CONSIGNES:
1) Dans l'article sur Sarah Jeong, dans quel domaine cette journaliste est-elle spécialisée ?
2) Poursuivez l'article sur Sarah Jeong après sa dernière phrase.

DOCUMENT:

Voici encore quelques années, que des gens globalement du même bord politique puissent être en désaccord dans un tas de controverses culturelles ou sociales semblait aller de soi. Si certaines questions divisaient clairement les progressistes et les conservateurs, il y en avait d'autres sur lesquelles les débats faisaient rage au sein même de la gauche. Pour savoir ce qu'un journaliste pensait de Charlie Hebdo ou de Django Unchained, il fallait attendre qu'il se fasse un avis et espérer qu'il en construise, peut-être, un article.
Mais avec l'essor des réseaux sociaux et l’élection de Donald Trump, la chose est visiblement de moins en moins vraie. Être progressiste, aujourd'hui, ce n'est pas seulement s'opposer à la brutalité politique de Trump ou du Parti républicain, c'est aussi prêter allégeance à un ensemble de positions prédéterminées sur des sujets sociaux et culturels.
Tweets racialement incendiaires
Ce qui fait que lorsque le New York Times a décidé d'intégrer Sarah Jeong, journaliste spécialisée dans les nouvelles technologies et autrice d'un essai sur le harcèlement en ligne, à sa rédaction, la semaine dernière, et que l'historique de ses commentaires racialement incendiaires s'est propagé sur internet comme une traînée de poudre, tout le monde a pu deviner quelles allaient être les lignes de front.
Parmi les vieux tweets exhumés de la journaliste, on trouve en 2014 une comparaison entre «les Blancs qui marquent internet avec leurs opinions» et «des chiens qui pissent sur les bouches d'incendie», ou encore la phrase «c’est dingue la joie que je ressens d'être cruelle envers les vieux hommes blancs».

DONNÉES FOURNIES:
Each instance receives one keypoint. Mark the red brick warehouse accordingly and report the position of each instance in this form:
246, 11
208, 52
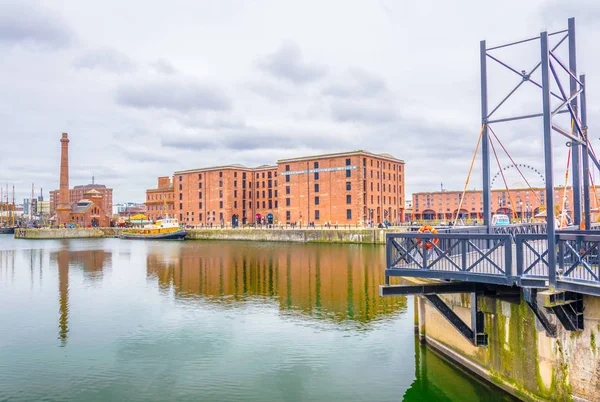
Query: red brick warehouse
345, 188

---

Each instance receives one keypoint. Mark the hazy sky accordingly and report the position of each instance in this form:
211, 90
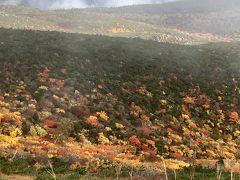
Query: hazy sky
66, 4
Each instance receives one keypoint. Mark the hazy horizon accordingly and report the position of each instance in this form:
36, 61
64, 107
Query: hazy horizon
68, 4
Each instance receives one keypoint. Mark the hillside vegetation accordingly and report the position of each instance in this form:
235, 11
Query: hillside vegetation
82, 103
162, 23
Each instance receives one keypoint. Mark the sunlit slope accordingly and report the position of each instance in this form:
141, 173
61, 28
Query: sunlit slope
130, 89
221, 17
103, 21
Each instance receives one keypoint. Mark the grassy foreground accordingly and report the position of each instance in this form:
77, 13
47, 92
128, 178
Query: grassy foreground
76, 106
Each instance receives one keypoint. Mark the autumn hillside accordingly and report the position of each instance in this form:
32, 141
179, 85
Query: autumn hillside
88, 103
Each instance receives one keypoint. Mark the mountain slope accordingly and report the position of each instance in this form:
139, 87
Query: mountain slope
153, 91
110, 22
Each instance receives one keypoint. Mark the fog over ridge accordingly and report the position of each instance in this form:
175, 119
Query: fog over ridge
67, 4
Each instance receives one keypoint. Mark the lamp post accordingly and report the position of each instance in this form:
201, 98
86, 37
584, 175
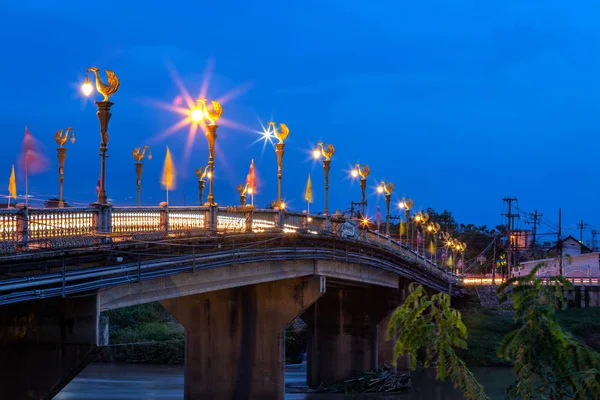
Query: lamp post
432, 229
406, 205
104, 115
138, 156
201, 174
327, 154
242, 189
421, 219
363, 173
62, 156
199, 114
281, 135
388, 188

==

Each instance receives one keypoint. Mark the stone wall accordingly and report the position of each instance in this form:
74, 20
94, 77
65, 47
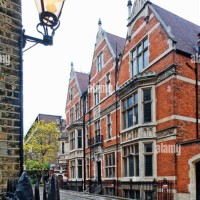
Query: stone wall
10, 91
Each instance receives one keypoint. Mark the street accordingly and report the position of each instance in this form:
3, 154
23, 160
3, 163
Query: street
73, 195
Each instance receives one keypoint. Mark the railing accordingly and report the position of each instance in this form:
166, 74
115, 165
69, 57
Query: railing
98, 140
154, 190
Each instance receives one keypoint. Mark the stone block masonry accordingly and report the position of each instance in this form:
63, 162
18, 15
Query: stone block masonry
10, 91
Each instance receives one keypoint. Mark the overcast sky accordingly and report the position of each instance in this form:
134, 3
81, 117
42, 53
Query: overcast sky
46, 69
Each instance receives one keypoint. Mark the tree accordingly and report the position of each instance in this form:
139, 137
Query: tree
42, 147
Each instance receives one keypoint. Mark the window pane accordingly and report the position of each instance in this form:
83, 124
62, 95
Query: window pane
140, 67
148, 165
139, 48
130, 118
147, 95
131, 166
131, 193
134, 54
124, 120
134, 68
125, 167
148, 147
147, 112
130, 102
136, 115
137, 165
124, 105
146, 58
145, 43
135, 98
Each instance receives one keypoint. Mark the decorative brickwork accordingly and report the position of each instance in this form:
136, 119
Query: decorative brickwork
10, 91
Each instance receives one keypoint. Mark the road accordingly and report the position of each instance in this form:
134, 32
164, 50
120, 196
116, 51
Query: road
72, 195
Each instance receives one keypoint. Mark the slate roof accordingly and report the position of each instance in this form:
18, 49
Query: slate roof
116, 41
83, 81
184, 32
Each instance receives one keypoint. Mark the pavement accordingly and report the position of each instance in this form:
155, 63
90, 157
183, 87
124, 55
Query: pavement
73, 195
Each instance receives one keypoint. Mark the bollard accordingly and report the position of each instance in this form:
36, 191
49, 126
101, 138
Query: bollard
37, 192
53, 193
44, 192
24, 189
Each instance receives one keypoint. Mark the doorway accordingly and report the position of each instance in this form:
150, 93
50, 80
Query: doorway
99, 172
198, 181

CORRIGÉ:
1) Les nouvelles technologies.

2)
Si des conservateurs comme David French et Andrew Sullivan ont avancé que Jeong devait garder son emploi, ils n'ont pas été tendres avec elle pour ses tweets qui, à leurs yeux, dénigraient les blancs (dans un de ces tweets, Jeong en appelait à «l'annulation» des blancs et écrivait dans un autre «c'est assez dingue comment je kiffe de faire du mal à des vieux hommes blancs»). Des officines moins subtiles, comme Fox News et ses multiples références au scandale, y sont aussi allées de leur courroux. Même Donald Trump est entré dans l'arène, en retweetant un article tançant Jeong.
Imitation des harceleurs
Du côté des progressistes, à l'inverse, on s'est levé comme un seul homme pour défendre Jeong. «Ses articles et le fait qu’elle soit une jeune femme asiatique», a précisé le New York Times dans un communiqué confirmant l'embauche de Jeong, «en ont fait la cible d'un harcèlement en ligne récurrent. Pendant un temps, elle a répondu à ce harcèlement en imitant la rhétorique de ses harceleurs. Aujourd'hui, elle comprend que cette approche n'aura servi qu'à nourrir les attaques au vitriol que nous voyons trop souvent sur les réseaux sociaux».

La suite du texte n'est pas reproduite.